### Required task
Begin at the line below that contains "Each instance receives one keypoint. Mark the wooden ladle". Repeat it and all remaining lines of the records exactly.

** begin Provided information **

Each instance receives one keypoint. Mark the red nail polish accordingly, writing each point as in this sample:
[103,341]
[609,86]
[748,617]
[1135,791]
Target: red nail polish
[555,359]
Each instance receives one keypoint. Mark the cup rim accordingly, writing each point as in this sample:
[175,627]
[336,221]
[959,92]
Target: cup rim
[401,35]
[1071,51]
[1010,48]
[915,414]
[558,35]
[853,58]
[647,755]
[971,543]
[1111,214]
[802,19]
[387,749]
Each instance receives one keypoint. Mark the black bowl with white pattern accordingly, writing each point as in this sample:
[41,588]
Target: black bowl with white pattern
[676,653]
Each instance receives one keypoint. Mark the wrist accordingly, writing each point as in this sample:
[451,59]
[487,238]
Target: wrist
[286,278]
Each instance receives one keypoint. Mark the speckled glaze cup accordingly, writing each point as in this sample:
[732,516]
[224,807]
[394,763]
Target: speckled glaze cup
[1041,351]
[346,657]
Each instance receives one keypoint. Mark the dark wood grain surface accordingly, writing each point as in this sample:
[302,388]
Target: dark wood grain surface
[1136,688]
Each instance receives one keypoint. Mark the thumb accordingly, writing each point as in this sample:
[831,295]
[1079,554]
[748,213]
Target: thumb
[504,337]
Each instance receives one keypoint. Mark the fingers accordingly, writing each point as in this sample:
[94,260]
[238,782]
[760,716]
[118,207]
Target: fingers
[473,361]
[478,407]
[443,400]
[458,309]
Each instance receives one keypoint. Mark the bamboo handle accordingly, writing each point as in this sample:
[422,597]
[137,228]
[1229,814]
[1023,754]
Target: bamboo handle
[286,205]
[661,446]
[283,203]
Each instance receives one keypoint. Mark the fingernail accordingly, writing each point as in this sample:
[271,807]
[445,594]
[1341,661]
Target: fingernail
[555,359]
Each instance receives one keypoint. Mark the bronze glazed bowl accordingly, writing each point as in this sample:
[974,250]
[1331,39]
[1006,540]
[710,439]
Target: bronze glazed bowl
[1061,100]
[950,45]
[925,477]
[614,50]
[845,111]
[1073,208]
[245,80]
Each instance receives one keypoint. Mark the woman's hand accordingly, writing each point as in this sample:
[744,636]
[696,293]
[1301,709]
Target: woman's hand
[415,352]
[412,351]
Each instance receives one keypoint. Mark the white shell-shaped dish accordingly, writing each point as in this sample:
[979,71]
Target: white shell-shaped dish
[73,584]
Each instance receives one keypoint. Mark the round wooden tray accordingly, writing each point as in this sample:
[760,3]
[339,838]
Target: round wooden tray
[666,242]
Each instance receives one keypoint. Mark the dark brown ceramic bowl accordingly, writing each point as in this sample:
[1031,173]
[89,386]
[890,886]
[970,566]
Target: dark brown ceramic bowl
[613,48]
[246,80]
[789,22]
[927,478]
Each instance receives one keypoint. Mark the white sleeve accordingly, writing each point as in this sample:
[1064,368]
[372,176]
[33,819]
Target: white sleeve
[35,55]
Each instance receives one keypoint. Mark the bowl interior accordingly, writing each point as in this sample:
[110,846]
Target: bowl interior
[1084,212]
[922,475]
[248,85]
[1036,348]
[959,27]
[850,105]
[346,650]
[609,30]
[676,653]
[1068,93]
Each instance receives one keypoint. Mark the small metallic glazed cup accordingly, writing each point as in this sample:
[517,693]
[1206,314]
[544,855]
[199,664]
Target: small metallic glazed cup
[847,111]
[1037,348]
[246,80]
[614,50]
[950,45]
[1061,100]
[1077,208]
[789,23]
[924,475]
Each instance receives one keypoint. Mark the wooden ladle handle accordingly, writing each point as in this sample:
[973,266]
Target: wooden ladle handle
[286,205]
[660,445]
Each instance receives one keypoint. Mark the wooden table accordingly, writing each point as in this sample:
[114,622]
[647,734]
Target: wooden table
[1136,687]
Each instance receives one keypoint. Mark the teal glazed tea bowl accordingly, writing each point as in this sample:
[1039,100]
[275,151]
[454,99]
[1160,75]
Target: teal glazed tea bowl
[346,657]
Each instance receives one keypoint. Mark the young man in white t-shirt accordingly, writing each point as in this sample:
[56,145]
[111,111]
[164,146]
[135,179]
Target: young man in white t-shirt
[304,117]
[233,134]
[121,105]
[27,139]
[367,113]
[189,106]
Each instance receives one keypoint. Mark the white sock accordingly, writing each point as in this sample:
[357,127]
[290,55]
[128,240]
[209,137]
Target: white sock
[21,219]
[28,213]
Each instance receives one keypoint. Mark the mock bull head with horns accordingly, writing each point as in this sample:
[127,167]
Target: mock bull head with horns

** end Provided information **

### Exercise output
Each instance receives one keypoint. Mark the wooden ladle handle accordingly, writing each point as in this sample:
[973,266]
Target: wooden ladle handle
[286,205]
[660,445]
Each instance receives one keypoint. Mark the wooden table accordingly, writing each point as in this sample:
[114,622]
[647,734]
Target: wooden table
[1136,687]
Each instance receives one keypoint. Mark the teal glazed tea bowl accordingly, writing each point as in this sample:
[1039,100]
[275,151]
[454,99]
[1160,75]
Target: teal glazed tea bowl
[346,657]
Each instance receives one keypoint. Mark the young man in white t-shirt accordingly, writing each point as in this sample:
[56,145]
[111,111]
[164,146]
[135,179]
Target: young man in white t-shirt
[304,117]
[233,134]
[121,105]
[27,139]
[367,113]
[189,106]
Each instance receives one keypoint. Mark the white sock accordingly, writing each point as in this sample:
[357,127]
[290,55]
[128,240]
[209,137]
Target: white sock
[21,219]
[28,213]
Each instance receives one keypoint. Mark the mock bull head with horns accordingly, writing each point as in this sample:
[127,167]
Target: mock bull head with horns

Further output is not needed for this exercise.